*Prompt*: Quote, verbatim, all material below, without pictures.

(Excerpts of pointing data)
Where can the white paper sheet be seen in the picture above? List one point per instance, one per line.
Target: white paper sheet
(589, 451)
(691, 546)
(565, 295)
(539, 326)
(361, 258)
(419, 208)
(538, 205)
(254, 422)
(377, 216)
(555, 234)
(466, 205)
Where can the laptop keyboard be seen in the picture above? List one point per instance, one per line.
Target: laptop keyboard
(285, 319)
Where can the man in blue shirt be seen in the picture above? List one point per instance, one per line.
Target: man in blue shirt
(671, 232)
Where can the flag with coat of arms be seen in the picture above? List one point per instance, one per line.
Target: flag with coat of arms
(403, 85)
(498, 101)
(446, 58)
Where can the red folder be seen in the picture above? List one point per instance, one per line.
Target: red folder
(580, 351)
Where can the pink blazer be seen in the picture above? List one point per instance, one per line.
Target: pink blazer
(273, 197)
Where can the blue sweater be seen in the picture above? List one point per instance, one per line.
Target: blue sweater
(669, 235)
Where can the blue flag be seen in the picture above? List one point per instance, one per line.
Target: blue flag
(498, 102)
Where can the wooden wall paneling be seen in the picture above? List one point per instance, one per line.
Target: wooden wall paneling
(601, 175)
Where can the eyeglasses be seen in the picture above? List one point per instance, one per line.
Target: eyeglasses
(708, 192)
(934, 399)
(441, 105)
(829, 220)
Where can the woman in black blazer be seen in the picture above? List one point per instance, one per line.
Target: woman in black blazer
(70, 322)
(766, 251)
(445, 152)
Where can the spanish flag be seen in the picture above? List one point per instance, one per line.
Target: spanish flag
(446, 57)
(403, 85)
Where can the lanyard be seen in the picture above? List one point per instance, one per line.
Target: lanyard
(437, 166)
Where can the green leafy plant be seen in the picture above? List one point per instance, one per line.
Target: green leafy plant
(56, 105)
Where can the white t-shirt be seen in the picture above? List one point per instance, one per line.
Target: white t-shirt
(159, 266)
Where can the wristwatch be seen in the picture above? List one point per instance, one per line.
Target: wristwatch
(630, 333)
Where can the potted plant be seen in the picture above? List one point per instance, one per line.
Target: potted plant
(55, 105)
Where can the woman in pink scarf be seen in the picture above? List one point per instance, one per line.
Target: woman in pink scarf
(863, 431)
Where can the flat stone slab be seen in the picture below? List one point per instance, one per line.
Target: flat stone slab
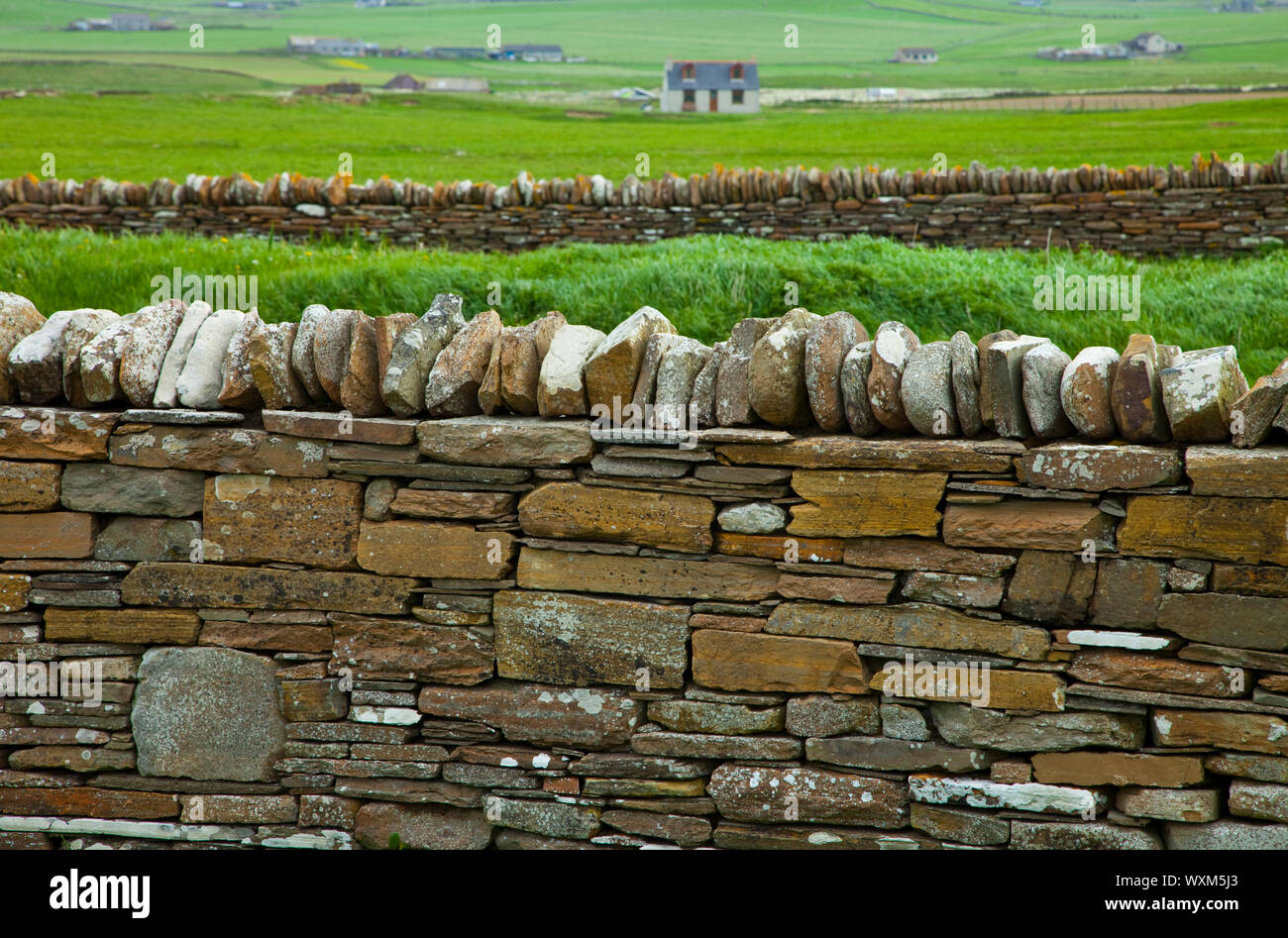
(181, 418)
(893, 453)
(506, 441)
(343, 427)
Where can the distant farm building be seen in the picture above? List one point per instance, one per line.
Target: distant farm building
(120, 22)
(329, 46)
(709, 86)
(406, 82)
(1144, 44)
(402, 82)
(921, 55)
(132, 22)
(1153, 44)
(529, 52)
(455, 52)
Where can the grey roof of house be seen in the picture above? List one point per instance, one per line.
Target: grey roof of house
(713, 75)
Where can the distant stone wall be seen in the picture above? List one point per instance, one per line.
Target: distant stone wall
(1211, 208)
(295, 621)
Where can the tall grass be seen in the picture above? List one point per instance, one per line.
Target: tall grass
(702, 283)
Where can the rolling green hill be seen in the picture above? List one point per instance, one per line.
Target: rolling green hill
(841, 43)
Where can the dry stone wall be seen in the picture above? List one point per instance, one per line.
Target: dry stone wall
(1212, 206)
(387, 583)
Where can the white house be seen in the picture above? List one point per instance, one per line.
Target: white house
(329, 46)
(921, 55)
(709, 86)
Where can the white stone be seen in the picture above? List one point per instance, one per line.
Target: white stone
(202, 373)
(171, 367)
(754, 518)
(979, 792)
(562, 385)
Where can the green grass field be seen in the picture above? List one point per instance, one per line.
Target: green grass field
(841, 43)
(703, 283)
(430, 138)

*Response to the task*:
Where can the white paper sheet be seen in the picture above? List one point per instance, one per line.
Target: white paper sheet
(589, 451)
(691, 546)
(565, 295)
(539, 326)
(361, 258)
(419, 208)
(538, 205)
(254, 422)
(377, 216)
(555, 234)
(466, 205)
Where can the laptop keyboard be seen in the picture above? List one point per instance, one per line.
Target: laptop keyboard
(285, 319)
Where can the man in blue shirt be seen in the picture above? List one point per instance, one per line.
Target: man in blue shirt
(671, 232)
Where can the flag with coat of arms be seen in the picture above? List one point per instance, one per line.
Target: flag with coat of arms
(403, 85)
(498, 101)
(446, 58)
Where can the red folder be seen in the picture above? List one point per instance, one per line.
Target: red folder
(580, 351)
Where can the pink blazer be seen in the picture above? List one point per instance, one per line.
Target: pink blazer
(273, 197)
Where can the blue sweater be seen in the picture above? List one point per instance, one per line.
Target: blue sweater
(669, 235)
Where can the blue flag be seen in the picture above? List one point per instance, one per line.
Target: blue flag
(498, 102)
Where can the wooden wall paneling be seen in the picture above? List one point per instance, one per line.
Target: wooden wall paneling
(601, 175)
Where can the eyeglasses be seen in the picture above? List one point per instance, one per line.
Target: eyeglasses
(708, 192)
(934, 399)
(441, 105)
(829, 220)
Where can the woman in black blazer be seen in the picture above? List one point per instance, one per line.
Target: woman in black blazer
(70, 322)
(766, 251)
(445, 152)
Where can the spanish flag be seen in the picture above? List one point per instance, one per line.
Target: spanish flag
(446, 57)
(403, 85)
Where can the lanyard be seen in the picture above? List one point per instance, one per line.
Target: lanyard
(437, 166)
Where can the green leafy plant be seen in the picture above? List one point per instance, one per line.
Target: green leafy plant
(56, 105)
Where can the white t-shirt be seen in the picture above? List one point per instance, one per line.
Target: white t-shirt
(159, 266)
Where can the wristwatch be seen in the picture above? List one point per instance, one per line.
Target: wristwatch
(630, 333)
Where can the potted plant be seen in the picture above? List one point per instance, one per line.
Target: potted plant
(55, 105)
Where can the woman in pink scarf be seen in the picture above? List one point per instance, one per line.
Target: woman in pink scarf
(863, 431)
Where can the flat stone slab be seen in the picture below? List one point per instance, one per line.
Target: flat stone slab
(181, 418)
(893, 453)
(506, 441)
(343, 427)
Where can the distant farm building be seen in the picture above? List one point per instance, one per line.
Target: distant farm building
(120, 22)
(329, 46)
(709, 86)
(406, 82)
(1144, 44)
(402, 82)
(921, 55)
(132, 22)
(1153, 44)
(529, 52)
(455, 52)
Where can the grey roof of house be seen in the picture above? List one point per instance, one per line.
Target: grey roof of house
(713, 75)
Where can the distant stone wall be seen in the picture above? List one point per instance, one per line.
Target: distant stone wall
(1211, 208)
(295, 621)
Where can the tall grass be seen in the picture above? List one point per instance, one per line.
Target: tall grass
(702, 283)
Where can the rolling green hill be seen in the picture above? List one point per instance, one per line.
Target: rolling green hill
(841, 43)
Where can the dry stone wall be seen in the picture above? List one point per instance, one per line.
Target: dry stone wall
(1212, 206)
(387, 583)
Where can the white house be seen in the picture above? List one point per instance, one per line.
Target: white house
(329, 46)
(921, 55)
(709, 86)
Where can the white stone be seen in the picture above? List one point per instance, one per line.
Target: white stone
(202, 373)
(171, 367)
(754, 518)
(979, 792)
(562, 385)
Where can the green grass field be seen in the picture above? List one point per instance, one per line.
Target: green grass field
(841, 43)
(703, 283)
(430, 138)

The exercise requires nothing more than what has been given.